## start Page extract

24 January 2024

On Fiducia Supplicans: Anonymous and Anomalous Blessings

'The ... the definitive acceptance of objective and intrinsic sin in irregular and same-sex couples, has its beginning in Amoris laetitia.'


From Rorate Cæli

By Fr Serafino M. Lanzetta

With the declaration Fiducia supplicans (FS) of 18 December 2023, the Dicastery for the Doctrine of the Faith, with some haste compared to the fresh synodal outcomes, asked Pope Francis ex audientia to approve new blessings, created ad hoc “for couples in irregular situations” and “couples of the same sex” The emphasis is on the 'couple' in both cases. In order to approve it at the level of principle, thus justifying its moral acts, an attempt is made to separate the liturgical aspect of the blessing from its previous, 'theological' but not ritual stage. With what results?

## end Page extract
## start Extracted entries

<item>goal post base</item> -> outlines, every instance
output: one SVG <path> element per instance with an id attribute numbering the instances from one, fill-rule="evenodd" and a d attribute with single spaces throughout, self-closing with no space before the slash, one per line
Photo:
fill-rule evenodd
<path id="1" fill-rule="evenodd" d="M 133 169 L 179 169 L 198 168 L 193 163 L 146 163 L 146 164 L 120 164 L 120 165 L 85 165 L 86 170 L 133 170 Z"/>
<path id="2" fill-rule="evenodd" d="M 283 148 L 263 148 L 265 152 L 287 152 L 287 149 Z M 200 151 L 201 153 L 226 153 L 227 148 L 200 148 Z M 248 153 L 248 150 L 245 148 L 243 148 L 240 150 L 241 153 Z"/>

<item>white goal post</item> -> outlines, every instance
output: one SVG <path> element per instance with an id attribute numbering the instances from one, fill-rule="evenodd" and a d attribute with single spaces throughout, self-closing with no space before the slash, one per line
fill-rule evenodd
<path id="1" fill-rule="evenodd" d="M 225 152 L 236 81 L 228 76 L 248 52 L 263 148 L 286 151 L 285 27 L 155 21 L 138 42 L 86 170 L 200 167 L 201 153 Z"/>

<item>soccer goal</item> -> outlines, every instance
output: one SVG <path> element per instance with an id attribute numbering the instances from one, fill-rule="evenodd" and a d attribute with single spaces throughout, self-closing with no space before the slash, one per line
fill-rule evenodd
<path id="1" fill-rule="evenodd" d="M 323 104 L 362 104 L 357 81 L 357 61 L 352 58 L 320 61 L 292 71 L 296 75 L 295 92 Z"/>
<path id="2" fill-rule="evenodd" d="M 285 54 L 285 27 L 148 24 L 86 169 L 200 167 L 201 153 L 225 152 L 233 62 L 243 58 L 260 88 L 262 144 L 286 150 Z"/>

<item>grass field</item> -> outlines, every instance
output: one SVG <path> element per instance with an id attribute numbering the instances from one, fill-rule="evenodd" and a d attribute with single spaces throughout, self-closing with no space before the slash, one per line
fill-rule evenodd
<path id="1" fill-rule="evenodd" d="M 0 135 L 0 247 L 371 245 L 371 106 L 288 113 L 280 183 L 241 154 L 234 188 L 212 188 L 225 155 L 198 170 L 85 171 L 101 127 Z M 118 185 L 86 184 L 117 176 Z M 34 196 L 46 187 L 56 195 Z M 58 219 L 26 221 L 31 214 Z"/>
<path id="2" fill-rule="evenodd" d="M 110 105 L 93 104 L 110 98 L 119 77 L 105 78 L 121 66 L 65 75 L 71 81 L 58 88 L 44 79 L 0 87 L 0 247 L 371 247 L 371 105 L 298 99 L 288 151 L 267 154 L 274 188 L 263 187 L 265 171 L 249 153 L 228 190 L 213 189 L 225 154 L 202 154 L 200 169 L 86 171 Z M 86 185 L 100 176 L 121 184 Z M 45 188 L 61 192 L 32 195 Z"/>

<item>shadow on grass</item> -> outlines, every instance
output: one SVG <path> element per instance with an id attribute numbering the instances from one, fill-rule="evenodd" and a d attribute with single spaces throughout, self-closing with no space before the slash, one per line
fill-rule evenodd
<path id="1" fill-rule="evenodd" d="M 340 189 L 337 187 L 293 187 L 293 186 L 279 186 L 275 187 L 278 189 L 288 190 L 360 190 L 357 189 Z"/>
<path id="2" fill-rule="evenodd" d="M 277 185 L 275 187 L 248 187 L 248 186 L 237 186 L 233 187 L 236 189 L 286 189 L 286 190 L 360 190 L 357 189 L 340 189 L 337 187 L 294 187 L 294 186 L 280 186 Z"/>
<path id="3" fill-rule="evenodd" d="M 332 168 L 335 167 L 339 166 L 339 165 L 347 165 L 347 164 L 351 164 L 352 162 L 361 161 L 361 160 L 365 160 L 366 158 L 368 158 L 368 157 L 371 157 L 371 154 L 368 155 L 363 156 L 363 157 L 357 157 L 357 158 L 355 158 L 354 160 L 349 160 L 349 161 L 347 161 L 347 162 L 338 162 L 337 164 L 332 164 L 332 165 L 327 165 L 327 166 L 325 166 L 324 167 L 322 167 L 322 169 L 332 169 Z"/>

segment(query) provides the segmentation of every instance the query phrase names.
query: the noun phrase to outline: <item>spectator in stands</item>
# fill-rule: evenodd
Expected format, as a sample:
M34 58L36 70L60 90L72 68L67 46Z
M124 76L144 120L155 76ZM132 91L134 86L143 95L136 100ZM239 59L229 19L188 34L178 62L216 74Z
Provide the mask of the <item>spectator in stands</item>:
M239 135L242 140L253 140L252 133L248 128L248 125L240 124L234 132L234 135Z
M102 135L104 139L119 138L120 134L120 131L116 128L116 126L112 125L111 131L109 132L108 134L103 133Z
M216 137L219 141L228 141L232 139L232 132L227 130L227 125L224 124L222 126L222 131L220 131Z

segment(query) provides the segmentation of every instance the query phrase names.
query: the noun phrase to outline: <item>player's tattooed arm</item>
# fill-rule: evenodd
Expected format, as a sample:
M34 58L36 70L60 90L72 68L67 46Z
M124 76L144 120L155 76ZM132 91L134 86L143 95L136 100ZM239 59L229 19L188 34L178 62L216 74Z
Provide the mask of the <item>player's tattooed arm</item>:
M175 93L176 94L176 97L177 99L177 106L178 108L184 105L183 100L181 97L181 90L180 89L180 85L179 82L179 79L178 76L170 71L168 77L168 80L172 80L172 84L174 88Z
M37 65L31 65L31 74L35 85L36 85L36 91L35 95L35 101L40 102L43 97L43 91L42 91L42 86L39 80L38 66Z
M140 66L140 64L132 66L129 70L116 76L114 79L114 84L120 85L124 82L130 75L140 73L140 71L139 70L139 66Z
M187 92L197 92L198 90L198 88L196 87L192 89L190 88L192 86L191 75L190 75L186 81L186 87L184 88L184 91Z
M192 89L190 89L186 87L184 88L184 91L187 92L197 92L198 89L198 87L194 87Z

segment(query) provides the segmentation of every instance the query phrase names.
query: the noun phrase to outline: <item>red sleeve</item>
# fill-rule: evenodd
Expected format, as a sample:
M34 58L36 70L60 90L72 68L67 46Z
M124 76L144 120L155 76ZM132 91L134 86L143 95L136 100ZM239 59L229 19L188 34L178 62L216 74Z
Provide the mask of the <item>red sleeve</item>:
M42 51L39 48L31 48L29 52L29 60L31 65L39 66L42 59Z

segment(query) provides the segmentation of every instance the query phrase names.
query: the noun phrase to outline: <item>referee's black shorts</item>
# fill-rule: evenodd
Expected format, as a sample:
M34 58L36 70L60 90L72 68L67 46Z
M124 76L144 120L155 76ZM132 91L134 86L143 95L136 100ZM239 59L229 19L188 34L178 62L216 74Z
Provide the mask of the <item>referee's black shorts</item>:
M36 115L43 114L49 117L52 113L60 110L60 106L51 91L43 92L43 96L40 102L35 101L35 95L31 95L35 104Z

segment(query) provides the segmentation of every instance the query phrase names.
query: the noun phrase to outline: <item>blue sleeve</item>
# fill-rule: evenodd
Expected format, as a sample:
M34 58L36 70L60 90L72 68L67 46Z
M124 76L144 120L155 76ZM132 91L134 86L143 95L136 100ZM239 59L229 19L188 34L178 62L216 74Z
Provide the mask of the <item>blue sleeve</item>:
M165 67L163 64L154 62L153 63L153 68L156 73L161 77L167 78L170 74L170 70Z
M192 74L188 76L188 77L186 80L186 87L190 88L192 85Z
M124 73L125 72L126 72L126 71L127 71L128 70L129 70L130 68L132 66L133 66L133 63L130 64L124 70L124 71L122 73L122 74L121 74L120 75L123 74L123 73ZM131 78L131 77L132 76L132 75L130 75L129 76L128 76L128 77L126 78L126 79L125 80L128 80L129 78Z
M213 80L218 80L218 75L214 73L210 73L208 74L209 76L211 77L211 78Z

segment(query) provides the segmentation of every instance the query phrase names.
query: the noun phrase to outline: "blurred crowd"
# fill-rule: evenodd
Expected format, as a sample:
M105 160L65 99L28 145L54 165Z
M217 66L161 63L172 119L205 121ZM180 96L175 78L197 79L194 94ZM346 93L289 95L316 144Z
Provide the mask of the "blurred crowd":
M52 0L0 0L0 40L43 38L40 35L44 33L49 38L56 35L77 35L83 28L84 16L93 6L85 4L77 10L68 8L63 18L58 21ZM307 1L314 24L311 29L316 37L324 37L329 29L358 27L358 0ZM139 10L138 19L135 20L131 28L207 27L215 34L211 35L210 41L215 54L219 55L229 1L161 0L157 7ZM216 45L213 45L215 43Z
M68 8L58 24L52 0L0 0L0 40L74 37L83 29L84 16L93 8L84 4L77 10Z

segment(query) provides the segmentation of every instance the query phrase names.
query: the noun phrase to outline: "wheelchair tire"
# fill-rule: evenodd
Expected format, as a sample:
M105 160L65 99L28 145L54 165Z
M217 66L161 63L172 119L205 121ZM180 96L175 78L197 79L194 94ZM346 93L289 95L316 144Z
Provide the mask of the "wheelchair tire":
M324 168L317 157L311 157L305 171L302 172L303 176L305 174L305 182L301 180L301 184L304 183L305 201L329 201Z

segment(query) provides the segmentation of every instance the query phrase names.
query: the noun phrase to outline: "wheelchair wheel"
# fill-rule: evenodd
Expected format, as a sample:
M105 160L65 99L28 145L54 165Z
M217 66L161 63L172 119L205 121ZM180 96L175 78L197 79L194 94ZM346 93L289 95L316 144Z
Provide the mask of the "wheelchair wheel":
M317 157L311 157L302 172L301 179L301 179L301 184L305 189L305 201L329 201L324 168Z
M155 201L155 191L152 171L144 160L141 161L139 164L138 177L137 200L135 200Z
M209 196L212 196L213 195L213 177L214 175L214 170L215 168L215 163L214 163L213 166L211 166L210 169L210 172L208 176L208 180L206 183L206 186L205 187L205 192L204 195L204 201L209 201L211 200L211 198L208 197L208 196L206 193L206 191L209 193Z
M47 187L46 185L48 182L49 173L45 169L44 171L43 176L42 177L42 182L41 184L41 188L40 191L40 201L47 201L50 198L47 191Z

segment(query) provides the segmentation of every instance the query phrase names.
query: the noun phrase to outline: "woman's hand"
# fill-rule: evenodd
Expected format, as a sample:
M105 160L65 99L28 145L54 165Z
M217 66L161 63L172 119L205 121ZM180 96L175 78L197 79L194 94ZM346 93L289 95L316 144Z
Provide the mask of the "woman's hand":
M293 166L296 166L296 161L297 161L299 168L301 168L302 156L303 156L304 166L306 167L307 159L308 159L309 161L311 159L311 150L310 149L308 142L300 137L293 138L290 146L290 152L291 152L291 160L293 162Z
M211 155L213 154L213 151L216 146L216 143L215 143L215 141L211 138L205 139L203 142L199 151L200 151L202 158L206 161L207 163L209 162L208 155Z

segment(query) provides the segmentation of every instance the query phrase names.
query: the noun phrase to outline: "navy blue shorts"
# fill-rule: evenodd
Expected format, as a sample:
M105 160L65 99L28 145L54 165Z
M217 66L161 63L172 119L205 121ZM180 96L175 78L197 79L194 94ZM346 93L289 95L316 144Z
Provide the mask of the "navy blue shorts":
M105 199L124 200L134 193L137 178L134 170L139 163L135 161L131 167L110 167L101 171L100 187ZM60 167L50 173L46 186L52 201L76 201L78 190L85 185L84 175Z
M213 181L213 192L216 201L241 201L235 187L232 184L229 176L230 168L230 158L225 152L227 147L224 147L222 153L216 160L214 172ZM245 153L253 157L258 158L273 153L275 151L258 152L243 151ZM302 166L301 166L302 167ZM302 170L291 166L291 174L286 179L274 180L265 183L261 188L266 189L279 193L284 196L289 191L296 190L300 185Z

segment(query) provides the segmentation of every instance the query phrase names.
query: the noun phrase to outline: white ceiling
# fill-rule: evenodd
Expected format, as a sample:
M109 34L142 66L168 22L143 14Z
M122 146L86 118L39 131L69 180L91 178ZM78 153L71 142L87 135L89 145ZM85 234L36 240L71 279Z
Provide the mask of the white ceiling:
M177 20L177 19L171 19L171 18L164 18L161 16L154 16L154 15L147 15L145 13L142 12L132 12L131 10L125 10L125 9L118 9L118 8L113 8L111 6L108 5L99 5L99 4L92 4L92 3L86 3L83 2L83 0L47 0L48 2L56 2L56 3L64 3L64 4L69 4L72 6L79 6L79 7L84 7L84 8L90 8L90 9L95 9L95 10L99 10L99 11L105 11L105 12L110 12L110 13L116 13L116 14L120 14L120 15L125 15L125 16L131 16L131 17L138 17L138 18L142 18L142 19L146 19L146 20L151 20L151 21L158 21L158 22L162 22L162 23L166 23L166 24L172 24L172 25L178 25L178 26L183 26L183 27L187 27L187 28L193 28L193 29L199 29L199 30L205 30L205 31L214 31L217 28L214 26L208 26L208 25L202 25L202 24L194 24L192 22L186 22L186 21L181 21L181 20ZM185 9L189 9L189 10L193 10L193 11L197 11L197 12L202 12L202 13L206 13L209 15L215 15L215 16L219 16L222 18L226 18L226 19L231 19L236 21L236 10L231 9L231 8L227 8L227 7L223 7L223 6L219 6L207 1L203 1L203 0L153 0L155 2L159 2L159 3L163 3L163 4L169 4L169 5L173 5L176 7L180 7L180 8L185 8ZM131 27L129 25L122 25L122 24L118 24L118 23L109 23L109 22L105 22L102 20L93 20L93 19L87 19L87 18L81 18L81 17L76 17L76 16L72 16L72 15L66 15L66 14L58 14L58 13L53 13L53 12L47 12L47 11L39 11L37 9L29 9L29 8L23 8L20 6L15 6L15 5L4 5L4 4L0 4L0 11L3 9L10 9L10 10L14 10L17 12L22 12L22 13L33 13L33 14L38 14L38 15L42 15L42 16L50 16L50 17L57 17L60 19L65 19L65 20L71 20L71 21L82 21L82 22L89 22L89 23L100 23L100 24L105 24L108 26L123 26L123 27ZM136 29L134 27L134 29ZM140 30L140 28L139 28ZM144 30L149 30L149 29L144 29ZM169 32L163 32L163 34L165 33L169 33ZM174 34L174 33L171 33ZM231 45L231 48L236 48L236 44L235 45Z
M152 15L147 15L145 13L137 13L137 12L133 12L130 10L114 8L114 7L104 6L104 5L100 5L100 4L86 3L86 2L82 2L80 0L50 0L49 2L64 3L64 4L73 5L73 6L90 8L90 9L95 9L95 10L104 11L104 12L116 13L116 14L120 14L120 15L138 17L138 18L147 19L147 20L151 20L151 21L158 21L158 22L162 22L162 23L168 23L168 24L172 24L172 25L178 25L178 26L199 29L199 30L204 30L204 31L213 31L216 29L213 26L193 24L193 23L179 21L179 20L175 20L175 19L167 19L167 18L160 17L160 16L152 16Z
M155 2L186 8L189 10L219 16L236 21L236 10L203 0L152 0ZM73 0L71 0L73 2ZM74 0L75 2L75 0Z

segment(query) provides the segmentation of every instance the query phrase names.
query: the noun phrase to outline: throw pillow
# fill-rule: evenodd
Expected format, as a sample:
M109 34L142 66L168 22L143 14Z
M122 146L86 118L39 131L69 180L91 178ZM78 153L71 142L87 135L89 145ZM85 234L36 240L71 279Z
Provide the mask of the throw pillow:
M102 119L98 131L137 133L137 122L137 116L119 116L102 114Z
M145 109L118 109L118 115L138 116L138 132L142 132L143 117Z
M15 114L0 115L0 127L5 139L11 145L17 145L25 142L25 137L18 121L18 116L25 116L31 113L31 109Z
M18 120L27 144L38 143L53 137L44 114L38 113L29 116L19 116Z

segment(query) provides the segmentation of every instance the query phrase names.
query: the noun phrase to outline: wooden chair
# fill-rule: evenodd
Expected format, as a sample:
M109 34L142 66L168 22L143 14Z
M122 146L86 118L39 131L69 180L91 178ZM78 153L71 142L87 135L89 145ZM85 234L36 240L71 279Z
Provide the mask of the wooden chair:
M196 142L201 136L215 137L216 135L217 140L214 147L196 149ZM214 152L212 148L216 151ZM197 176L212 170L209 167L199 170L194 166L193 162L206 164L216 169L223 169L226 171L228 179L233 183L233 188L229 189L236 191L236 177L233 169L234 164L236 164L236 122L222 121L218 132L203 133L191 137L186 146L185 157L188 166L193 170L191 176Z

## end Extracted entries

## Work instructions
Please write the next part of the commentary on Fiducia supplicans, picking up after its last sentence. These records have no connection to the text above them.

## In response
Bene-dicere without saying it


A first reflection should be made on the distinction between liturgical and devotional or pastoral blessings. By stripping the latter of their liturgical status, it seems that one can offer a way to bless the aforementioned couples anyway. With a real sophistry in place. This new blessing need not be “a liturgical or semi-liturgical act, similar to a sacrament” (FS 36). But does it remain a sacramental to be a blessing and not a talismanic invocation? FS distinguishes between liturgical blessings as linked to a sacrament, and sacramental blessings as given outside the sacraments as actual graces. All this would still concern “a strictly liturgical point of view” in which “a blessing requires that what is blessed be conformed to God’s will, as expressed in the teachings of the Church” (FS 9). However, in addition to this “strictly liturgical” context, there would be a third ‘flexibly liturgical’ sphere. In fact, these blessings would now be joined by extemporaneous, devotional or pastoral blessings, which, while on the one hand are independent from the ritual of the Church, so as to be more flexible and usable in all the various circumstances, even in contradiction to God's will, are nonetheless clothed with the liturgical-theological connotations of sacramentals. In fact FS 31 states thus: 


These forms of blessing express a supplication that God may grant those aids that come from the impulses of his Spirit—what classical theology calls “actual grace”—so that human relationships may mature and grow in fidelity to the Gospel, that they may be freed from their imperfections and frailties, and that they may express themselves in the ever-increasing dimension of the divine love.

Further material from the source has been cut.